Image location labeling records:

--*--

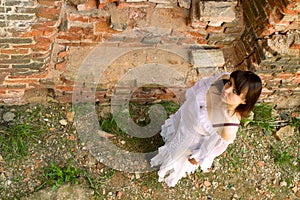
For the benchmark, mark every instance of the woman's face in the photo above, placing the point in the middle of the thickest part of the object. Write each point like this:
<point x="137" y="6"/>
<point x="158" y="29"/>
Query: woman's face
<point x="230" y="96"/>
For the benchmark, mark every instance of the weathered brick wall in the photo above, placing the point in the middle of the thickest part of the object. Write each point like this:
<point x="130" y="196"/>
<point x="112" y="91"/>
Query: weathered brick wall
<point x="270" y="46"/>
<point x="27" y="33"/>
<point x="43" y="42"/>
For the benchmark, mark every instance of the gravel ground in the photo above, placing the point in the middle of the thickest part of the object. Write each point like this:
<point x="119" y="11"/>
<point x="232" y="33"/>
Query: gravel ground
<point x="41" y="150"/>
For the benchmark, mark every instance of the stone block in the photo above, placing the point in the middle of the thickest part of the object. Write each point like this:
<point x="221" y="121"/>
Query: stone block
<point x="203" y="58"/>
<point x="119" y="20"/>
<point x="185" y="3"/>
<point x="216" y="12"/>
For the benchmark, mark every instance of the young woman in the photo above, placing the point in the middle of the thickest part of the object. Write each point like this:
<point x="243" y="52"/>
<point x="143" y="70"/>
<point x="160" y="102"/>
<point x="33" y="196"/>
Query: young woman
<point x="205" y="124"/>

--*--

## Instruction:
Render every line of the records above as a JSON list of strings, one string per line, with blank lines omitted. Leave the pictures out.

## Full output:
[
  "For the benchmark, mark every instance of the woman's face in the photo above, placing the point in the middle of the thickest part of the object. Write each point like this:",
  "<point x=\"137\" y=\"6\"/>",
  "<point x=\"158\" y=\"29\"/>",
  "Query: woman's face",
  "<point x=\"230\" y=\"96\"/>",
  "For the benchmark, mark every instance of the weathered brick wall in the photo above, placing the point in the middle of the thickest part of the object. Write each point like this:",
  "<point x=\"130\" y=\"196\"/>",
  "<point x=\"112\" y=\"91\"/>",
  "Query: weathered brick wall",
  "<point x=\"270\" y=\"46\"/>",
  "<point x=\"27\" y=\"33\"/>",
  "<point x=\"43\" y=\"42\"/>",
  "For the benchmark, mark every instance of the gravel ground in the photo above, placing the point in the middle of the thickest part of the object. Write each point like this:",
  "<point x=\"119\" y=\"11\"/>",
  "<point x=\"232\" y=\"33\"/>",
  "Query: gravel ground",
  "<point x=\"41\" y=\"150\"/>",
  "For the benchmark, mark every instance of the stone block in the photo above, placing the point in the middle of the thickest part of the object. Write each point like this:",
  "<point x=\"221\" y=\"121\"/>",
  "Query: stone block",
  "<point x=\"203\" y=\"58\"/>",
  "<point x=\"119\" y=\"20\"/>",
  "<point x=\"185\" y=\"3\"/>",
  "<point x=\"216\" y=\"12\"/>",
  "For the benchmark, mark every instance of the young woman in the photo above, placing the point in the middle of the thickest part of the object. Write each point like this:",
  "<point x=\"243\" y=\"52\"/>",
  "<point x=\"143\" y=\"70\"/>",
  "<point x=\"160\" y=\"102\"/>",
  "<point x=\"33\" y=\"196\"/>",
  "Query: young woman",
  "<point x=\"205\" y=\"124\"/>"
]